TAREFA: Reproduza a parte do trecho sobre a relação dívida/PIB que começa nas palavras "Quando o percentual" e termina após "tendem a subir.", trocando "percentual" por "índice".

TRECHO DO DOCUMENTO:
Ele explica que a relação dívida/PIB costuma ser usada para comparar a situação financeira de diferentes países. Ela indica o quanto um país deve em relação ao tamanho de sua economia, e a probabilidade de cada governo pagar suas dívidas.
Quando o percentual é baixo, é um sinal que a economia está gerando ganhos suficientes para pagar por seus empréstimos. Os investidores ficam mais confiantes na capacidade de pagamento, e os juros cobrados tendem a ser menores.
Quando essa relação é elevada, como no caso brasileiro, a confiança nessa previsibilidade de pagamento se reduz, e os juros tendem a subir.

EXTRATO DE DADOS:
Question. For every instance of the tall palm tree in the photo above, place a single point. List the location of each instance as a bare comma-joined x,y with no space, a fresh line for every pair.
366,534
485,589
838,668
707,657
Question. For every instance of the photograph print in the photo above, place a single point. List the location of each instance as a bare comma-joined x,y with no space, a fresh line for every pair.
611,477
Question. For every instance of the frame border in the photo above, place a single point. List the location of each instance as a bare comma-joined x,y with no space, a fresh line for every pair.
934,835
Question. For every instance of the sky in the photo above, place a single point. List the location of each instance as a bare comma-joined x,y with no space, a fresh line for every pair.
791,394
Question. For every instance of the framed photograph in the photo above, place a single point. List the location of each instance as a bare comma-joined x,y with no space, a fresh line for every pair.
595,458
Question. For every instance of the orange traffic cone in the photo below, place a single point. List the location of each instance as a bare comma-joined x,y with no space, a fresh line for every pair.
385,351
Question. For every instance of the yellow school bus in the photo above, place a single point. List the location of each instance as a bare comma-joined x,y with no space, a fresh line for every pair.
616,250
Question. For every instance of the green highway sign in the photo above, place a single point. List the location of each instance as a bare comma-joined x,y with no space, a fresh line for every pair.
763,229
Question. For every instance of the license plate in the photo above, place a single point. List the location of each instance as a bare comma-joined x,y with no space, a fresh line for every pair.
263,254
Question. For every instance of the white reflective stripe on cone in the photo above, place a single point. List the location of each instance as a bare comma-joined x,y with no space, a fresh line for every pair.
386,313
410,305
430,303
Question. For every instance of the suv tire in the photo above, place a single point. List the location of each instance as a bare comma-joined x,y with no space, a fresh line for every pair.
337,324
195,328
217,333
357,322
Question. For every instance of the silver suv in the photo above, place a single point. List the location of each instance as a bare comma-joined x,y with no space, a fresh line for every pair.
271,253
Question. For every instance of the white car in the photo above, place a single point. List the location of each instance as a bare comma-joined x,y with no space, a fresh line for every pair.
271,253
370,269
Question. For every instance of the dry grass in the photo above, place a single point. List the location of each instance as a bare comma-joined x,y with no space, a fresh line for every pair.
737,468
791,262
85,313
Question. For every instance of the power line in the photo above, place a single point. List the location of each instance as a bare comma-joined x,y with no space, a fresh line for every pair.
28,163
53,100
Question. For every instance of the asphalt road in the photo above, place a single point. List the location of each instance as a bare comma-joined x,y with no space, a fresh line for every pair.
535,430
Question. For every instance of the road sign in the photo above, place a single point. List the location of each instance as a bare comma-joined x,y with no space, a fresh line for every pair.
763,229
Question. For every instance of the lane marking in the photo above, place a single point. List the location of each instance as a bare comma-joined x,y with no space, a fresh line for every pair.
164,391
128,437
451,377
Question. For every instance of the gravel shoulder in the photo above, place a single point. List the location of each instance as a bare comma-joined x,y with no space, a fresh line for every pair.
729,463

RESPOSTA:
Quando o índice é baixo, é um sinal que a economia está gerando ganhos suficientes para pagar por seus empréstimos. Os investidores ficam mais confiantes na capacidade de pagamento, e os juros cobrados tendem a ser menores.
Quando essa relação é elevada, como no caso brasileiro, a confiança nessa previsibilidade de pagamento se reduz, e os juros tendem a subir.